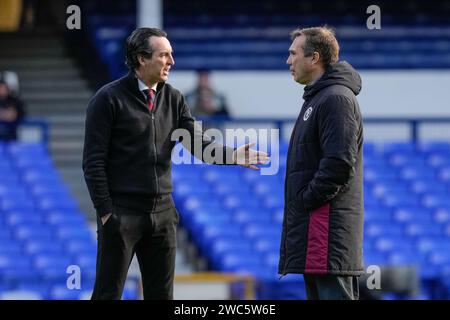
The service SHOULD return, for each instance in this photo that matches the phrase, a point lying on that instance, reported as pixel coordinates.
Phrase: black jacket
(127, 148)
(323, 215)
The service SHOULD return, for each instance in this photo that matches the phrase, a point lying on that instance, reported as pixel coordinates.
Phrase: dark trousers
(152, 237)
(331, 287)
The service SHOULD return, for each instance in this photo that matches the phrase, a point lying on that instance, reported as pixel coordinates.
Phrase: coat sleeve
(200, 144)
(338, 131)
(98, 126)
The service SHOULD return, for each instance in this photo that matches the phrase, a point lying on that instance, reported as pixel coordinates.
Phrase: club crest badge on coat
(307, 113)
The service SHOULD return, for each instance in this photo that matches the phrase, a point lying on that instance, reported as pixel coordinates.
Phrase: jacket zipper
(152, 112)
(285, 194)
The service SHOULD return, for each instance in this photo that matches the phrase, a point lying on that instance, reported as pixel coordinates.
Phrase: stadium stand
(42, 230)
(216, 37)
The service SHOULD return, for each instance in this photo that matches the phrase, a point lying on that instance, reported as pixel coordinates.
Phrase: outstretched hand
(247, 157)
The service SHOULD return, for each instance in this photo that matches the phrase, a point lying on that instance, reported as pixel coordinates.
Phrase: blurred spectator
(11, 113)
(204, 100)
(28, 16)
(12, 80)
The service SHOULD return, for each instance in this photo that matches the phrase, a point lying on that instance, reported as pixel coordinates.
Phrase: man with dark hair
(323, 218)
(127, 167)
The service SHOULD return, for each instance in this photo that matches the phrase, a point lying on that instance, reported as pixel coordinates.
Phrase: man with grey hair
(323, 216)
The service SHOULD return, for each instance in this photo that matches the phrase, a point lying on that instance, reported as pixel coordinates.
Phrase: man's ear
(141, 60)
(316, 58)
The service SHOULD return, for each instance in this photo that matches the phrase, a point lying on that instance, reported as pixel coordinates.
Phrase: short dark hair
(138, 45)
(321, 40)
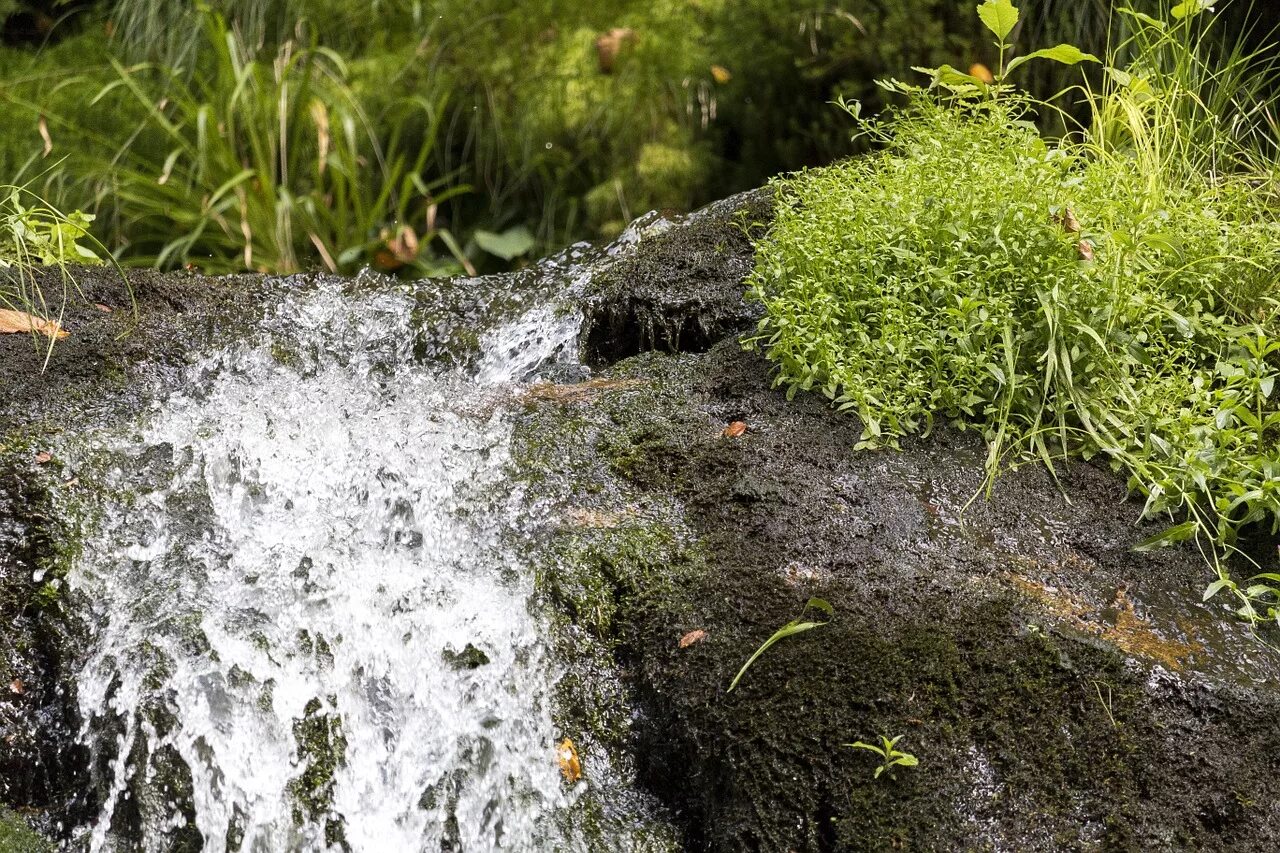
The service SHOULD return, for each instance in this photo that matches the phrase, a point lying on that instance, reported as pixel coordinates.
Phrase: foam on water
(305, 539)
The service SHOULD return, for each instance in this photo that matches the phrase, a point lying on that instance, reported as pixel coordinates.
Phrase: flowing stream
(311, 630)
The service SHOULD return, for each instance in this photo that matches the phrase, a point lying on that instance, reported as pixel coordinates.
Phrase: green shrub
(1109, 296)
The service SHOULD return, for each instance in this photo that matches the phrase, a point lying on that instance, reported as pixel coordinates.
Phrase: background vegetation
(430, 136)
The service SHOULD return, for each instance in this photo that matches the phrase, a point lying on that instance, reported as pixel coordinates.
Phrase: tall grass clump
(266, 163)
(1112, 293)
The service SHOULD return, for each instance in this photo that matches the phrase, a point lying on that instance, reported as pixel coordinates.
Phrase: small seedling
(794, 626)
(890, 755)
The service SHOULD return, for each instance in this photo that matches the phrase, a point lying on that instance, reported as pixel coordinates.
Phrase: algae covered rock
(1059, 689)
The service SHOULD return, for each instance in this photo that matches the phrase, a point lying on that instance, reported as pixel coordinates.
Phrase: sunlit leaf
(1000, 17)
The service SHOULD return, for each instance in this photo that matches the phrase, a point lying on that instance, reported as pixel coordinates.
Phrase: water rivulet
(311, 629)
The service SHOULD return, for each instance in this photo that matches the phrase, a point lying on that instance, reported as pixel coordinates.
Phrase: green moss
(17, 836)
(321, 749)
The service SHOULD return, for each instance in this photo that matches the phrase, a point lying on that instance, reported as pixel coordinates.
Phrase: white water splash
(302, 588)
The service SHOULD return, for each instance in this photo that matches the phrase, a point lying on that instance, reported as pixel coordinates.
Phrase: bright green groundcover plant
(1110, 293)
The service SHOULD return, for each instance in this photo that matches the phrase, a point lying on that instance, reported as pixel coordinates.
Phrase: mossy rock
(17, 835)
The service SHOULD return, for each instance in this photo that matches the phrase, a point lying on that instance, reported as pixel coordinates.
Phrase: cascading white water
(304, 594)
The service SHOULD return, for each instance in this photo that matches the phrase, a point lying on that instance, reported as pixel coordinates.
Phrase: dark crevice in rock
(42, 770)
(680, 288)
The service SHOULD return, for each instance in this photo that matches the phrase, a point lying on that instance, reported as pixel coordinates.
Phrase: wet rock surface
(118, 333)
(1059, 689)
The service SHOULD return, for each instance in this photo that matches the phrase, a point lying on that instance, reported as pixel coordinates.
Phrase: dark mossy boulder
(1059, 689)
(117, 333)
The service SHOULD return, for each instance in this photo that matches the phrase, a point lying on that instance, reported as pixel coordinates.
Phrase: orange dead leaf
(982, 73)
(691, 637)
(566, 755)
(1069, 222)
(13, 320)
(609, 45)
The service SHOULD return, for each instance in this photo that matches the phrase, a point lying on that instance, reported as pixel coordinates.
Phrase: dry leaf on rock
(566, 755)
(13, 320)
(691, 637)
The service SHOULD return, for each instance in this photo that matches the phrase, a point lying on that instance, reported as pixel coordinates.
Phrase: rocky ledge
(1059, 689)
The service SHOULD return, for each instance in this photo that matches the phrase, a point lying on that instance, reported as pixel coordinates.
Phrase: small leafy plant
(890, 755)
(795, 626)
(1111, 293)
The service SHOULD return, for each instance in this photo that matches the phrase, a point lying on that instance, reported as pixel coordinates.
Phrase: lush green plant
(32, 235)
(273, 165)
(890, 755)
(1111, 296)
(795, 626)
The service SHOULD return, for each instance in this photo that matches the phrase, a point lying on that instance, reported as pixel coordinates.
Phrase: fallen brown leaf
(13, 320)
(1069, 222)
(693, 637)
(42, 126)
(566, 755)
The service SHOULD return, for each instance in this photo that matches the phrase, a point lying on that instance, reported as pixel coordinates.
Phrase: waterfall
(310, 628)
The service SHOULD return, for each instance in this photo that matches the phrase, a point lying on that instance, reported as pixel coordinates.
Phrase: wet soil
(1059, 689)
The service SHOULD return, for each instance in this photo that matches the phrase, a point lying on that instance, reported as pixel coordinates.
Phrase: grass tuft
(1112, 293)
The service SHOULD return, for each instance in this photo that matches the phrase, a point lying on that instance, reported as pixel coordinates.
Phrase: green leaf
(1191, 8)
(508, 245)
(1143, 17)
(1065, 54)
(794, 626)
(1000, 17)
(821, 603)
(1178, 533)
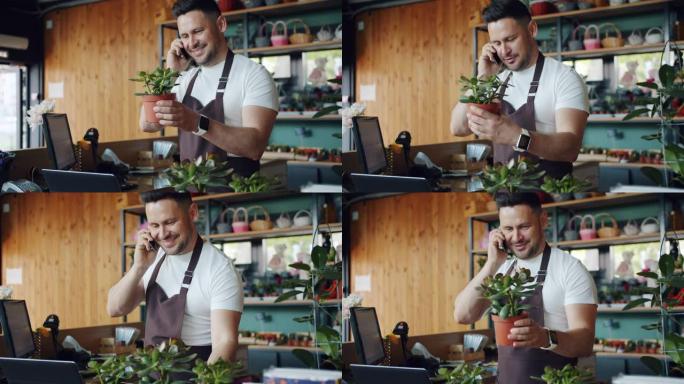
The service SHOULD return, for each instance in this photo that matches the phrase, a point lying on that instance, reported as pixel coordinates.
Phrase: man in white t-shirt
(226, 105)
(563, 329)
(543, 120)
(192, 290)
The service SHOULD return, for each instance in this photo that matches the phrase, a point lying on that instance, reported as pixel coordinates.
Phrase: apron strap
(534, 85)
(187, 279)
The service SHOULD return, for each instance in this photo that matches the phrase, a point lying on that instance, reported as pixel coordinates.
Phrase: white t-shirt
(215, 285)
(249, 83)
(559, 87)
(567, 282)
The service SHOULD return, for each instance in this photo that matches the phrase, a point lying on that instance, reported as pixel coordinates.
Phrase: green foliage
(512, 177)
(464, 373)
(323, 272)
(479, 91)
(156, 83)
(254, 183)
(569, 374)
(567, 184)
(198, 175)
(506, 292)
(220, 372)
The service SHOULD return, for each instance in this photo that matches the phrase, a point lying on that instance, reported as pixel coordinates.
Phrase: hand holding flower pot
(157, 85)
(507, 294)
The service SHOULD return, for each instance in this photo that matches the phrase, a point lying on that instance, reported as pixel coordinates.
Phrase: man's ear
(221, 23)
(533, 28)
(194, 212)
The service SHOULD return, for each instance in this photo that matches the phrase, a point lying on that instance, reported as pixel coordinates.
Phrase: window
(10, 107)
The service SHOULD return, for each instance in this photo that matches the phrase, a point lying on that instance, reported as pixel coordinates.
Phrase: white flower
(35, 113)
(347, 113)
(353, 300)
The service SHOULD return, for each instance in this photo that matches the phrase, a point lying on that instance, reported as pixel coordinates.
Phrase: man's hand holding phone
(177, 58)
(489, 62)
(145, 250)
(497, 251)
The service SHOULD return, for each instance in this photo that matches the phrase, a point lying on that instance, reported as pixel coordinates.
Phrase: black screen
(58, 136)
(19, 327)
(367, 335)
(370, 143)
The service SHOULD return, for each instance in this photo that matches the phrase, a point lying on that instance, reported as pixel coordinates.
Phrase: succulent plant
(506, 292)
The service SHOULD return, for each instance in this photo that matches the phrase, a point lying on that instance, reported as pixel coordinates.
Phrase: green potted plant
(196, 176)
(220, 372)
(157, 85)
(253, 183)
(515, 176)
(481, 92)
(562, 189)
(505, 294)
(569, 374)
(463, 373)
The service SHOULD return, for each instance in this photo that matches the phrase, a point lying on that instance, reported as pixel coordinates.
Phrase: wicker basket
(260, 224)
(605, 231)
(611, 41)
(300, 37)
(240, 224)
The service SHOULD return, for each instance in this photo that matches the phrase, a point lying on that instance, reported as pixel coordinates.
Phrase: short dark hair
(501, 9)
(511, 199)
(208, 7)
(181, 198)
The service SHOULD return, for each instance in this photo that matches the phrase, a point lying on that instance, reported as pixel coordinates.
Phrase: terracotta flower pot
(503, 327)
(491, 107)
(148, 103)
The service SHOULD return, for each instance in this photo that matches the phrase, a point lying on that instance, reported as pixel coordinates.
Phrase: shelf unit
(209, 201)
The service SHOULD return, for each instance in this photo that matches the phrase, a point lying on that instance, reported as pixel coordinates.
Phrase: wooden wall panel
(415, 248)
(415, 55)
(68, 247)
(94, 49)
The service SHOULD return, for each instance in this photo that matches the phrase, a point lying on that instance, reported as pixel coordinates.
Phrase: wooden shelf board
(600, 12)
(276, 10)
(638, 310)
(587, 203)
(315, 46)
(275, 232)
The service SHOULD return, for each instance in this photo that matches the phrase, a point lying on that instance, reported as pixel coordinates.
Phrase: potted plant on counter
(482, 92)
(464, 373)
(563, 189)
(569, 374)
(157, 85)
(196, 176)
(506, 293)
(515, 176)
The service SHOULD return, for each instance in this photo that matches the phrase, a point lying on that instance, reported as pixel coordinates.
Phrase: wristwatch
(202, 126)
(524, 141)
(553, 339)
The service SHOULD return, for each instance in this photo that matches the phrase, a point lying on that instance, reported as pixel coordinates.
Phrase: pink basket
(276, 39)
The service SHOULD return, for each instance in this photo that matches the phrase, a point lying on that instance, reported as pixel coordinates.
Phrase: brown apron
(165, 314)
(516, 365)
(193, 146)
(524, 117)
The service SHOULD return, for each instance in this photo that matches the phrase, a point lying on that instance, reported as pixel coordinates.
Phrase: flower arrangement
(35, 113)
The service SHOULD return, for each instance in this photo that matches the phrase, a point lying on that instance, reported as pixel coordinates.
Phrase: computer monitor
(16, 328)
(367, 336)
(369, 143)
(58, 138)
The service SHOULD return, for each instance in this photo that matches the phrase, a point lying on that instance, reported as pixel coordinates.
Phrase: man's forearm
(242, 141)
(562, 146)
(224, 349)
(124, 296)
(470, 305)
(459, 122)
(575, 342)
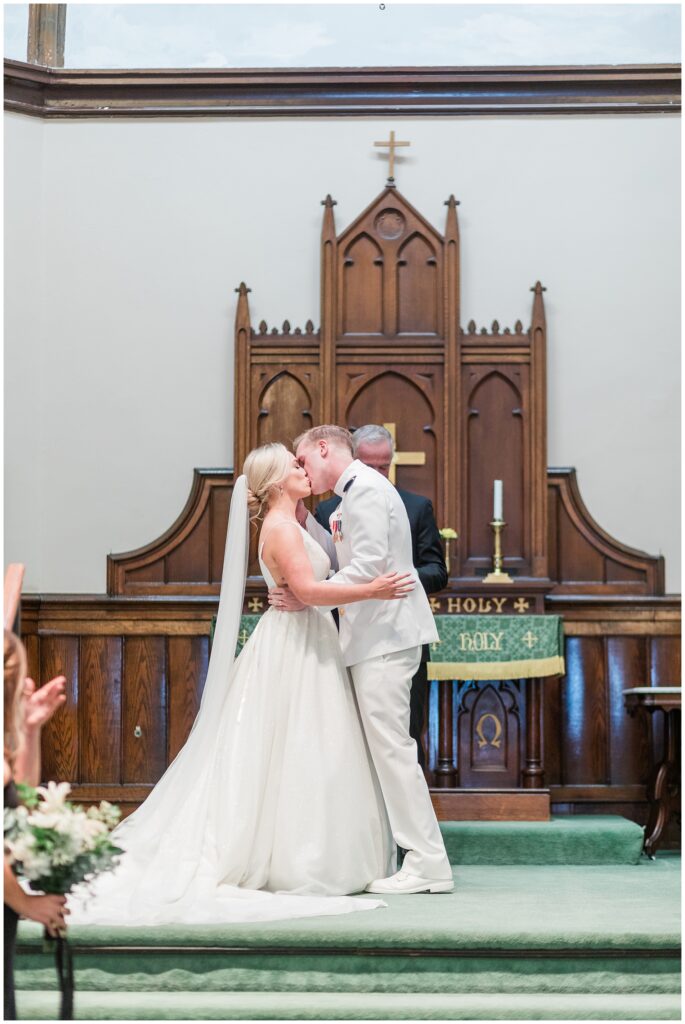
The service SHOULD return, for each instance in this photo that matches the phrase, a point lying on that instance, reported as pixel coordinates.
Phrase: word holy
(470, 605)
(480, 641)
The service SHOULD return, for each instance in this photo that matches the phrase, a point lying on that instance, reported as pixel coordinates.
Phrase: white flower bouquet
(56, 845)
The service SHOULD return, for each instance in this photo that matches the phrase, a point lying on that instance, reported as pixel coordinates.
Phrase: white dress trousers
(382, 686)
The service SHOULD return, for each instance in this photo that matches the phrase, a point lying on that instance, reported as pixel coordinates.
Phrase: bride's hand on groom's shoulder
(284, 599)
(392, 586)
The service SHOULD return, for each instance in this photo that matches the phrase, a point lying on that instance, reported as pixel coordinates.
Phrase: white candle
(498, 513)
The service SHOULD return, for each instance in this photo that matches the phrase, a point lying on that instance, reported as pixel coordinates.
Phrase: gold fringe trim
(498, 670)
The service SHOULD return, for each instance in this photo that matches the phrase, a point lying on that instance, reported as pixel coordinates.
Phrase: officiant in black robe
(374, 445)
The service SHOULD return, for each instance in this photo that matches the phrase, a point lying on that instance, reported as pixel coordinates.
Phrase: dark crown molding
(56, 92)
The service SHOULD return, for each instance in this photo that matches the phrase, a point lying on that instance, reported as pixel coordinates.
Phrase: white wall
(147, 226)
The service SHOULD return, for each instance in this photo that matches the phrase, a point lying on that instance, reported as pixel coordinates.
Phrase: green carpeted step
(575, 839)
(518, 908)
(210, 972)
(303, 1006)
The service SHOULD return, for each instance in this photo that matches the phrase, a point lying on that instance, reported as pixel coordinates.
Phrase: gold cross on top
(402, 458)
(391, 144)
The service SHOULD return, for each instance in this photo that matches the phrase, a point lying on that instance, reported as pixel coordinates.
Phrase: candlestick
(498, 513)
(497, 576)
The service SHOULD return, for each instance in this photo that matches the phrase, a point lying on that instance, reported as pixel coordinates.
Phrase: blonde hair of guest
(14, 670)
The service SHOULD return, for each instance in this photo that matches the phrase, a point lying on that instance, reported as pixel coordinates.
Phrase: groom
(381, 643)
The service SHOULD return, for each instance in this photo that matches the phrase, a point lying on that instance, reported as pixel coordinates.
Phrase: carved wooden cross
(391, 145)
(402, 458)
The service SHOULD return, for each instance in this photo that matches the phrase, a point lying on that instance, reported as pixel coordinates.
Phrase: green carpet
(506, 907)
(304, 1006)
(537, 942)
(573, 839)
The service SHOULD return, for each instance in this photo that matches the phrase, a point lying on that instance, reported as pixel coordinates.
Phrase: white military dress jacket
(372, 536)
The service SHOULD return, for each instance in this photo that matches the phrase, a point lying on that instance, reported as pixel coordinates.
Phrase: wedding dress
(272, 809)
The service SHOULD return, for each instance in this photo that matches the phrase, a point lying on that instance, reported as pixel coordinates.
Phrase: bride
(271, 809)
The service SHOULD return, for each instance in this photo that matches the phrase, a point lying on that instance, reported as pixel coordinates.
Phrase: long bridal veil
(168, 872)
(178, 784)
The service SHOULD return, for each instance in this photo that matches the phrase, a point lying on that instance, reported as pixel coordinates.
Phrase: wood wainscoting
(135, 668)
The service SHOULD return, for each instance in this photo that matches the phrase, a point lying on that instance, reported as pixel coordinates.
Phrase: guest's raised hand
(48, 910)
(40, 705)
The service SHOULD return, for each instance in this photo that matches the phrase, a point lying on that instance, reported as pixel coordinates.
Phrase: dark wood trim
(483, 952)
(50, 92)
(47, 24)
(565, 481)
(121, 565)
(598, 794)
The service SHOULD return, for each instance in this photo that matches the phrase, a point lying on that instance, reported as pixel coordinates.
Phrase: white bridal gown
(286, 801)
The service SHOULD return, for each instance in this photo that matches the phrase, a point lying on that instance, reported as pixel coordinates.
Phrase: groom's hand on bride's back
(284, 599)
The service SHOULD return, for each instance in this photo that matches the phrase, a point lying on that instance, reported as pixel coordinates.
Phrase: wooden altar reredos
(390, 349)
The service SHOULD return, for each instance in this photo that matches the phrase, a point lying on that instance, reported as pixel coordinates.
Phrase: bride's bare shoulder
(275, 529)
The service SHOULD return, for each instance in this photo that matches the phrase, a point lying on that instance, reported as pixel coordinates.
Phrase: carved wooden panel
(391, 349)
(488, 747)
(498, 438)
(596, 758)
(144, 710)
(413, 400)
(188, 658)
(100, 709)
(584, 558)
(61, 736)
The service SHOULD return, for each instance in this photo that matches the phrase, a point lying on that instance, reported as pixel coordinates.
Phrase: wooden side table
(664, 785)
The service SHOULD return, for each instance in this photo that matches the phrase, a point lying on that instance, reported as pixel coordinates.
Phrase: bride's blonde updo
(265, 467)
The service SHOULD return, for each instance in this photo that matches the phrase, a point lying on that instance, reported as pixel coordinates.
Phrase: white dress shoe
(404, 883)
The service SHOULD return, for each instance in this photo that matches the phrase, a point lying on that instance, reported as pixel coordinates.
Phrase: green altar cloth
(480, 646)
(497, 647)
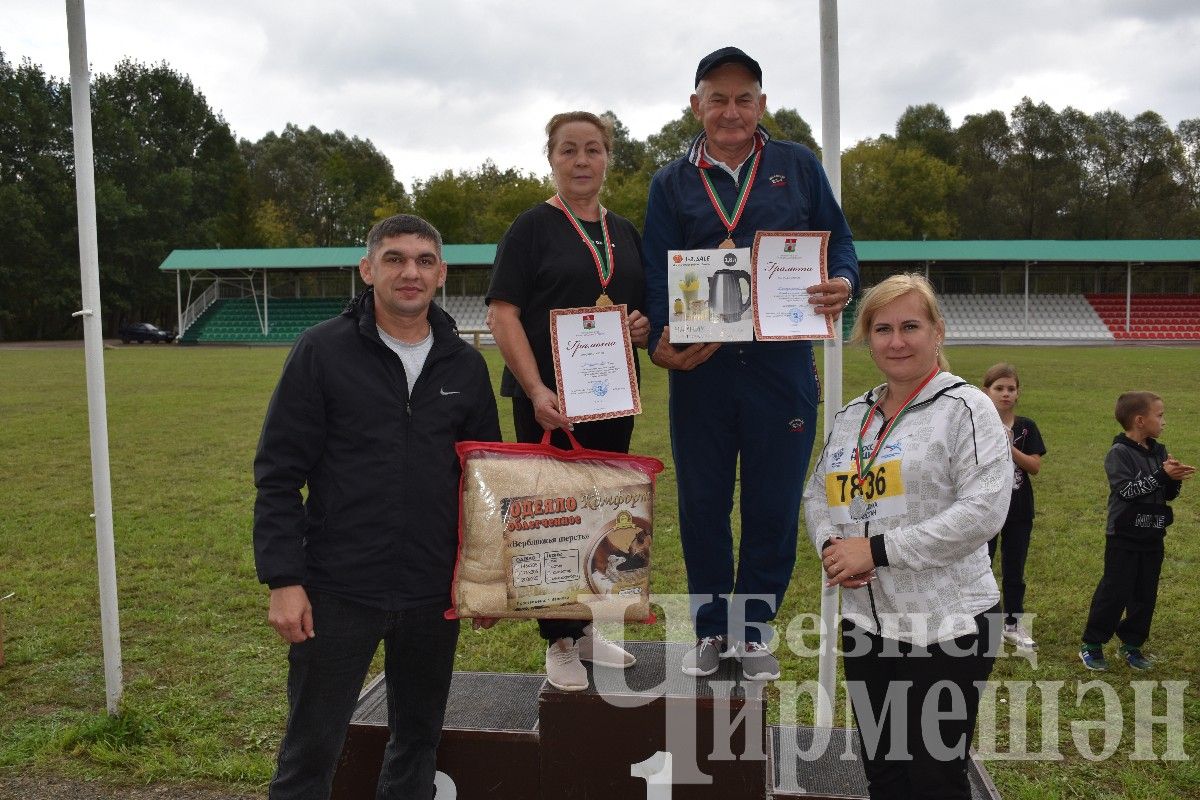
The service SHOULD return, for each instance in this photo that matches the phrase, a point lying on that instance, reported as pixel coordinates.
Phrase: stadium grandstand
(1015, 290)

**PROBLEM DETAILS**
Pick out every line in the rows above that contains the word "guest" and copy each one.

**SOLUTION**
Phrase: blonde hair of guest
Phrase: guest's raised hand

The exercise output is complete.